*** Zitierter Abschnitt

Annette Piechutta: Als Ghostwriterin helfe ich Lebensgeschichten ins Rampenlicht

Die folgenden sechs Fragen unserer Interview-Reihe werden regelmäßig von den unterschiedlichsten Köpfen der Buchbranche beantwortet und die Interviews werden hier im Blog veröffentlicht. Dadurch entstehen Beiträge, die zum einen Aufmerksamkeit auf jene lenken, die “was mit Büchern machen”, und die zum anderen die Veränderungen und Herausforderungen in den verschiedenen Bereichen der Branche sichtbar werden lassen. Wenn Sie ebenfalls teilnehmen möchten, senden Sie Ihre Antworten und ein Bild von Ihnen bitte an Leander Wattig. Als Inspirationsquelle könnten Ihnen die bisherigen Interviews dienen. (Jedoch behalte ich mir vor, nicht alle Zusendungen zu veröffentlichen.)

******

▸ **Schriftliche Aufgabe**: Geben Sie aus dem Textauszug zur Interview-Reihe alles von „Die folgenden sechs“ bis hinunter zu „Zusendungen zu veröffentlichen.)“ wortgetreu wieder. Stützen Sie sich ausschließlich auf den Textauszug.

*** Angezeigte Einträge

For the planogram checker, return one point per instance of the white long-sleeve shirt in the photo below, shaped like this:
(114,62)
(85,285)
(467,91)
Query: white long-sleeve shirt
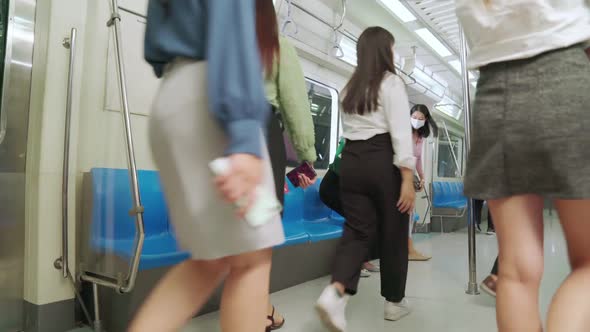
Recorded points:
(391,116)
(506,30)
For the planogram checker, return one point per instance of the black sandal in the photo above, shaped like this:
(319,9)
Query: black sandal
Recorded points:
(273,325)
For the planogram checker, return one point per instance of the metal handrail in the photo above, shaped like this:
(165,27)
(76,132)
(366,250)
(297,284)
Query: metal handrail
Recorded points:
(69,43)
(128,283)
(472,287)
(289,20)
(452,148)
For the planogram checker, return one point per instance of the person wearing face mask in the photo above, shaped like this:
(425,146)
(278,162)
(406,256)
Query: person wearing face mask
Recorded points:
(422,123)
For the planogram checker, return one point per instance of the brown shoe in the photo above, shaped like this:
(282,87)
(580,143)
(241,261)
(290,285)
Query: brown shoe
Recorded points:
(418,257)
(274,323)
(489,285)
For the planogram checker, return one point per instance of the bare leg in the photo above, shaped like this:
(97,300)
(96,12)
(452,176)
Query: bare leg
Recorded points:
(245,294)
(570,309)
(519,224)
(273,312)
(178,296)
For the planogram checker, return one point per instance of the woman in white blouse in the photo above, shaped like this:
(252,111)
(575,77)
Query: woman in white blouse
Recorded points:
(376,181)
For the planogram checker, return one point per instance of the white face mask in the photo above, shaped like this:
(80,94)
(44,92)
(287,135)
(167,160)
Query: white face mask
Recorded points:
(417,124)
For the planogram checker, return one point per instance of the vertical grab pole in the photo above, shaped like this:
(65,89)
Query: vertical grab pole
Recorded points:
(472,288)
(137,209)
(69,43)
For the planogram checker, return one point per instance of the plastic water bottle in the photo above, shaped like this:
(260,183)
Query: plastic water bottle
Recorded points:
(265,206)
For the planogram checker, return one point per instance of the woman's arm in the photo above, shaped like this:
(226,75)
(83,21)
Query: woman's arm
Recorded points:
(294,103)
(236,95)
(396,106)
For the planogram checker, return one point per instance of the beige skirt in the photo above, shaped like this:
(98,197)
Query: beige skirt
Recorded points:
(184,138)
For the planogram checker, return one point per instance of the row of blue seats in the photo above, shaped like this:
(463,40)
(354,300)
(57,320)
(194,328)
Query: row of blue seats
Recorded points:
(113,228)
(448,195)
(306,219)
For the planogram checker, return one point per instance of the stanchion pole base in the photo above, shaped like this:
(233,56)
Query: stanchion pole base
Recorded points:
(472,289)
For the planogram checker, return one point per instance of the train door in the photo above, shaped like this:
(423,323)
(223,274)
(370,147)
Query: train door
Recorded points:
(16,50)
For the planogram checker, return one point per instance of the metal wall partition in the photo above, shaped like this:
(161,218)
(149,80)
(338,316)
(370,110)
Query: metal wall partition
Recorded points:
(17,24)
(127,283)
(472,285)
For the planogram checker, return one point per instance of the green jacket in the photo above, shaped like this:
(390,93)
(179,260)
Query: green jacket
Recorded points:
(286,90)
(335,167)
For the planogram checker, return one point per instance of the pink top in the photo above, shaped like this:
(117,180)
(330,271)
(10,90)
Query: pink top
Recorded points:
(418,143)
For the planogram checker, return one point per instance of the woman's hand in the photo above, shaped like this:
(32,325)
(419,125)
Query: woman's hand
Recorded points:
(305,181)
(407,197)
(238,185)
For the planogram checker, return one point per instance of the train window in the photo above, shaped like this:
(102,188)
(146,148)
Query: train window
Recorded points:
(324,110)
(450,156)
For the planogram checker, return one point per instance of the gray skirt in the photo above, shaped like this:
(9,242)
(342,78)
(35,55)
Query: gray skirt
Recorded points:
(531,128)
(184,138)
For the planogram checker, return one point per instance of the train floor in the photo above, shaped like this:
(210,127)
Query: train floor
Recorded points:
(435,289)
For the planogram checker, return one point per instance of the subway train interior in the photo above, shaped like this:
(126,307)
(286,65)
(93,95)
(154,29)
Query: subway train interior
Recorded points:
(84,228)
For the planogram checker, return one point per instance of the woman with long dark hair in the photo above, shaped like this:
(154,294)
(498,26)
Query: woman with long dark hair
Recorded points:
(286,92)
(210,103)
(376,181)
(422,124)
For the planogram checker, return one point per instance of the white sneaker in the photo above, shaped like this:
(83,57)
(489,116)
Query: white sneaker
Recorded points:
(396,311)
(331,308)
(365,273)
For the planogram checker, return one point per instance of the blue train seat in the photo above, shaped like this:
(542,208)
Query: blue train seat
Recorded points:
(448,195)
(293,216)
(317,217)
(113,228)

******

▸ **Fertige Lösung**:
Die folgenden sechs Fragen unserer Interview-Reihe werden regelmäßig von den unterschiedlichsten Köpfen der Buchbranche beantwortet und die Interviews werden hier im Blog veröffentlicht. Dadurch entstehen Beiträge, die zum einen Aufmerksamkeit auf jene lenken, die “was mit Büchern machen”, und die zum anderen die Veränderungen und Herausforderungen in den verschiedenen Bereichen der Branche sichtbar werden lassen. Wenn Sie ebenfalls teilnehmen möchten, senden Sie Ihre Antworten und ein Bild von Ihnen bitte an Leander Wattig. Als Inspirationsquelle könnten Ihnen die bisherigen Interviews dienen. (Jedoch behalte ich mir vor, nicht alle Zusendungen zu veröffentlichen.)